EXERCISE A
Repeat the part of the passage on Cavaliers draft picks playing overseas that opens with the words containing "Macvan drew his" and closes with "side of 30.".

SOURCE EXTRACT
★ ★ ★ ★

Macvan drew his hype from his MVP Nike Hoops Summit performance in Portland, where he scored 23 points, pulled down 14 rebounds and dished out six assists. His performance led the international team to their first win since 1998. Since then, he hasn’t played to that level, and, with the Cavaliers having Tristan Thompson and Anthony Bennett entrenched, Macvan doesn’t seem to have a fit on this team. But at 23, at least he has a chance to possibly come over before he hits the wrong side of 30.
Drafted: 56th, 2008 by Seattle, traded to Cleveland for cash
Current Team: CSKA Moscow
Kaun is the rare solid college player who decided to take his talents overseas rather than give it a run in the NBA. Granted, he’s a native Russia and he’s playing for the Russian national team, but it’s still surprising. At 6-11 and 256 pounds, he has ideal size to play center. In college, he didn’t put up huge numbers, but the potential seemed to be there. For CSKA Moscow, he didn’t put up huge numbers but did shoot upwards of 70 percent on two-point field goals. Not great, but there are definitely worse centers in the NBA.
That being said, Kaun is now 28 and appears to be to comfortable playing his professional career overseas. Plus, the Cavaliers have signed and drafted centers in the last two years. Like the two players mentioned above, the current makeup of the roster indicates that Kaun has no spot on this team. The only look Cavs fans will be getting at the former Jayhawk will be in the Olympics come 2016.
Drafted: 60th Pick, 2008 by Boston; traded to Cleveland with Luke Harangody for a second-round pick
Current Team: Anadolu Efes
Even more so than Kaun, Erden is an anomaly of sorts. After being selected by Boston, he spent one season in Turkey before coming stateside and playing for the Celtics. In fact, he started game back in 2010 when Shaquille O’Neal, Kendrick Perkins and Jermaine O’Neal were all out with injuries. He started again two nights later and was largely effective in sports. In Cleveland, he played 28 games (starting nine) in the lockout-shortened season and was extended a qualifying offer at the conclusion.
He’s been abroad ever since, most recently playing for Anadolu Efes in the Euroleague. He averaged close to a double-double last year in both the Turkish League and Euroleagues. His contract runs through next season, and he could be an interesting name come next summer. If Bynum doesn’t work out, Varejao is traded/leaves and Zeller fails to progress the Cavaliers will unquestionably be in the market for a center come next summer. And who better to fill the void than a center who they already control and likely could come at a low price? It’s not something that should be banked on, but out of all the players mentioned, Erden would be the most likely to come play stateside for the Wine and Gold.

★ ★ ★ ★

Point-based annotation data

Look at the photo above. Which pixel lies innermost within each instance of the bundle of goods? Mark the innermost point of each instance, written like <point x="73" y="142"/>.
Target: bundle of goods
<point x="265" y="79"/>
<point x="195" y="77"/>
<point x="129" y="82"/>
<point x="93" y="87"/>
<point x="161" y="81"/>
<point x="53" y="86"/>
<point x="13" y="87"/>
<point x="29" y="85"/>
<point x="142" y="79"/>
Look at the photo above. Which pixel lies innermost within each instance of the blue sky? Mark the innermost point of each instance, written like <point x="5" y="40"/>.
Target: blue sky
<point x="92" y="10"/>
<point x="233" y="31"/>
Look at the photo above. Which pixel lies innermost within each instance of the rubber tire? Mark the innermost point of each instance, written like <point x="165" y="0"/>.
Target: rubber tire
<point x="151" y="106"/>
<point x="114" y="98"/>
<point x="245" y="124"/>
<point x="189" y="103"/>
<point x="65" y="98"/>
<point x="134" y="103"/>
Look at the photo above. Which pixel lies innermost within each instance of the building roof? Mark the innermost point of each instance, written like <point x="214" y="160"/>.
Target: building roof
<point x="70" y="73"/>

★ ★ ★ ★

EXERCISE B
Reproduce only the records from the line containing "of the rubber" through the end of the records, keeping the requests, and adjust each point's coordinates by adding -98 to every number.

COMPLETE ANSWER A
Macvan drew his hype from his MVP Nike Hoops Summit performance in Portland, where he scored 23 points, pulled down 14 rebounds and dished out six assists. His performance led the international team to their first win since 1998. Since then, he hasn’t played to that level, and, with the Cavaliers having Tristan Thompson and Anthony Bennett entrenched, Macvan doesn’t seem to have a fit on this team. But at 23, at least he has a chance to possibly come over before he hits the wrong side of 30.

COMPLETE ANSWER B
Look at the photo above. Which pixel lies innermost within each instance of the rubber tire? Mark the innermost point of each instance, written like <point x="165" y="0"/>.
Target: rubber tire
<point x="53" y="8"/>
<point x="16" y="0"/>
<point x="147" y="26"/>
<point x="91" y="5"/>
<point x="-33" y="0"/>
<point x="36" y="5"/>
Look at the photo above. Which pixel lies innermost within each instance of the building roof? Mark the innermost point of each instance, written like <point x="214" y="160"/>.
Target: building roof
<point x="-28" y="-25"/>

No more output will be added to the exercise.